## Given task
Copy out every one of the records below, swapping "Show me each one with a point" for "Mark each one with a point" wherever it occurs and changing nothing else.

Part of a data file
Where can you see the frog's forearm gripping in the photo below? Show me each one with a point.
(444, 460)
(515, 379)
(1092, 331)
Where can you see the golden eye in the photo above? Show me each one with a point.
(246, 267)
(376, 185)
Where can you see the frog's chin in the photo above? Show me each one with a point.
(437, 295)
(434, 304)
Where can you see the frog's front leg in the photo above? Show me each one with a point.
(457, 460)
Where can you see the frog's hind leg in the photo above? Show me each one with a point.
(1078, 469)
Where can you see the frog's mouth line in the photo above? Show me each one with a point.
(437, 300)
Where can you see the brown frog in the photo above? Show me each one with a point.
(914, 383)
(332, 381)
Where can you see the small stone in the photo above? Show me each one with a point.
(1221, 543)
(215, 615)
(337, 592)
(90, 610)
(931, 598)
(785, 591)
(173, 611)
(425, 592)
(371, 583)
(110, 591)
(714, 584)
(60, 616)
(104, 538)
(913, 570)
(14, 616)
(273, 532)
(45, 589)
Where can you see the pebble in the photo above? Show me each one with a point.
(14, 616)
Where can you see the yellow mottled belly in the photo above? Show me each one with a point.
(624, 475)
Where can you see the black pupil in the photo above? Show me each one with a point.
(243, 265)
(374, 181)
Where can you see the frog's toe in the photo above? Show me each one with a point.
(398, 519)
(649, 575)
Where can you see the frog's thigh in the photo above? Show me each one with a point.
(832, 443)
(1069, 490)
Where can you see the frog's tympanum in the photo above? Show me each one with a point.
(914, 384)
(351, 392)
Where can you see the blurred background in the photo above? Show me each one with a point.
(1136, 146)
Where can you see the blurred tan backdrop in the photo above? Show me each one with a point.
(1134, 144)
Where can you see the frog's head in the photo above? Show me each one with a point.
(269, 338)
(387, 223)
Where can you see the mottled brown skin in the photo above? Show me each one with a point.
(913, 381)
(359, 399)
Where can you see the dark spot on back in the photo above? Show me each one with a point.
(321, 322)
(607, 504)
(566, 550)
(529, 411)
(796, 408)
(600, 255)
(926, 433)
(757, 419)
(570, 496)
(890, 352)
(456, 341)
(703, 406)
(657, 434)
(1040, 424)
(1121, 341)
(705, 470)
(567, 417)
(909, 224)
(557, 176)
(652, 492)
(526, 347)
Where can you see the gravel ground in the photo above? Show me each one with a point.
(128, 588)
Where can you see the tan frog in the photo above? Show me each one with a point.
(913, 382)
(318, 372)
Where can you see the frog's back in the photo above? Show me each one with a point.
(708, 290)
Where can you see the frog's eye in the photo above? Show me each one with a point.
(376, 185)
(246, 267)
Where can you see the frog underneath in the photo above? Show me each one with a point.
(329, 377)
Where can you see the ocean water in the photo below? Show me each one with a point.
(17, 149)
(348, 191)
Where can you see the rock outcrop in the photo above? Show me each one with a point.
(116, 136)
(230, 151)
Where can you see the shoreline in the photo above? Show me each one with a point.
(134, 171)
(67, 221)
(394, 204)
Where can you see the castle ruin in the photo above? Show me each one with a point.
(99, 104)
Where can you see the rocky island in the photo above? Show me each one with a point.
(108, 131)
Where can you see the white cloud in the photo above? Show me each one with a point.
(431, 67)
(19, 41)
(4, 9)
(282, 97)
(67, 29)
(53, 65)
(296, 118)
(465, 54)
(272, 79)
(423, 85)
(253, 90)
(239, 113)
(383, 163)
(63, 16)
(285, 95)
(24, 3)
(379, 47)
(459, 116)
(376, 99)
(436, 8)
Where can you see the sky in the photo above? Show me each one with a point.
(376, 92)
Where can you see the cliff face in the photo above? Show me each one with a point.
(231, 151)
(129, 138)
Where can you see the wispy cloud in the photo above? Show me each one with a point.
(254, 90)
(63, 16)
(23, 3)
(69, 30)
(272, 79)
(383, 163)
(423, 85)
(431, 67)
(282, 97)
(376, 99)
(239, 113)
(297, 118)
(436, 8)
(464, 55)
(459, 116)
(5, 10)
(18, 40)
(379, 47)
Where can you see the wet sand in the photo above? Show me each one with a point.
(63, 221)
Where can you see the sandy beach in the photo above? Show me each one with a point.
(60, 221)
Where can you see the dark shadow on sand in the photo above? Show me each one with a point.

## Task response
Where can you see the frog's forearm gripping in the photo below? Mark each one with a point.
(444, 460)
(515, 379)
(1092, 331)
Where can you see the golden eye in the photo above? Mark each one with a point.
(246, 267)
(376, 185)
Where can you see the frog's chin in the photo above? Mark each one with a point.
(437, 295)
(434, 304)
Where can you see the frog's front leg in the photo above? Mark each one with a point.
(457, 460)
Where can you see the frog's hind leg in the photo above? Mark each one with a point.
(1078, 469)
Where can you see the frog's mouth line in the photo above? Mark each one with a point.
(437, 300)
Where can you see the brown frog in the photo above? Mark each one with a point.
(914, 383)
(332, 381)
Where can you see the small stone in the photo above? Mark each one with a point.
(1221, 543)
(215, 615)
(337, 592)
(90, 610)
(931, 598)
(785, 591)
(173, 611)
(425, 592)
(371, 583)
(110, 591)
(714, 584)
(60, 616)
(104, 538)
(913, 570)
(14, 616)
(273, 532)
(45, 589)
Where can you see the pebble in the photo above? Mark each one with a point.
(14, 616)
Where can you see the yellow mottled belly in the photo above? Mark each one with a point.
(624, 475)
Where can you see the black pupil in the photo above? Mark each one with a point.
(243, 265)
(374, 181)
Where can you see the frog's toe in the photo above? Mark each one with a point.
(398, 519)
(649, 575)
Where can you see the frog's thigh in the photo above? Mark each one with a point.
(832, 443)
(1069, 490)
Where can you see the frog's tympanum in the photo above? Mark each one with a point.
(914, 384)
(351, 392)
Where can you see the blurred background in the photo above? Mark each one with a point.
(1136, 146)
Where can you see the blurred tan backdrop in the photo above? Mark each one with a point.
(1134, 144)
Where can you see the frog's head in the photo above? Mark each one with a point.
(269, 338)
(387, 223)
Where can you see the mottled brown skin in the photo above? Mark each one with a point.
(913, 381)
(359, 399)
Where can you see the dark spot on back in the photo above? Mark each one with a point.
(321, 322)
(607, 504)
(566, 550)
(529, 411)
(796, 408)
(600, 255)
(926, 433)
(757, 419)
(570, 496)
(890, 352)
(456, 341)
(703, 406)
(657, 434)
(1040, 424)
(1121, 341)
(705, 470)
(567, 417)
(909, 224)
(557, 176)
(652, 492)
(526, 347)
Where can you see the gravel ground in the photo above? Mark each one with a point.
(128, 588)
Where can you see the tan frog in the photo above? Mark each one with a point.
(913, 382)
(318, 372)
Where can you see the frog's back in the photo above? Mark each one with a point.
(708, 290)
Where can you see the frog's eye in the photo above? Mark each one with a point.
(376, 185)
(246, 267)
Where can you see the frog underneath in the photo above? Mark each one with a point.
(329, 377)
Where can you see the ocean water in the photo below? Mark each one with a point.
(17, 149)
(348, 191)
Where can you see the rock outcrop in the photo above? Mark each one with a point.
(116, 136)
(230, 151)
Where can you see the shoreline in the photo above? Mark each one with a point.
(134, 171)
(67, 221)
(394, 204)
Where can you see the castle ruin in the photo above? Mark each one with a point.
(99, 104)
Where can you see the rocky island in the photo above? Mark each one with a point.
(108, 131)
Where can you see the white cloud in the photo above? Mark each one with a point.
(431, 67)
(19, 41)
(4, 9)
(282, 97)
(67, 29)
(53, 65)
(296, 118)
(465, 54)
(272, 79)
(423, 85)
(253, 90)
(239, 113)
(383, 163)
(63, 16)
(285, 95)
(24, 3)
(379, 47)
(459, 116)
(376, 99)
(436, 8)
Where can you see the sky in the photo above? Mark each one with a point.
(376, 92)
Where can you see the cliff face in the photo above? Mark each one with a point.
(231, 151)
(129, 138)
Where can you see the wispy cloud in the photo above? Mark each one with a point.
(254, 90)
(63, 16)
(23, 3)
(69, 30)
(272, 79)
(383, 163)
(423, 85)
(431, 67)
(282, 97)
(376, 99)
(239, 113)
(297, 118)
(436, 8)
(464, 55)
(459, 116)
(5, 10)
(18, 40)
(379, 47)
Where can you see the wet sand in the photo above? Mark each one with a point.
(63, 221)
Where can you see the sandy beach in the photo above? Mark each one with a point.
(60, 221)
Where can you see the dark shadow on sand in the photo above? Mark each one with a point.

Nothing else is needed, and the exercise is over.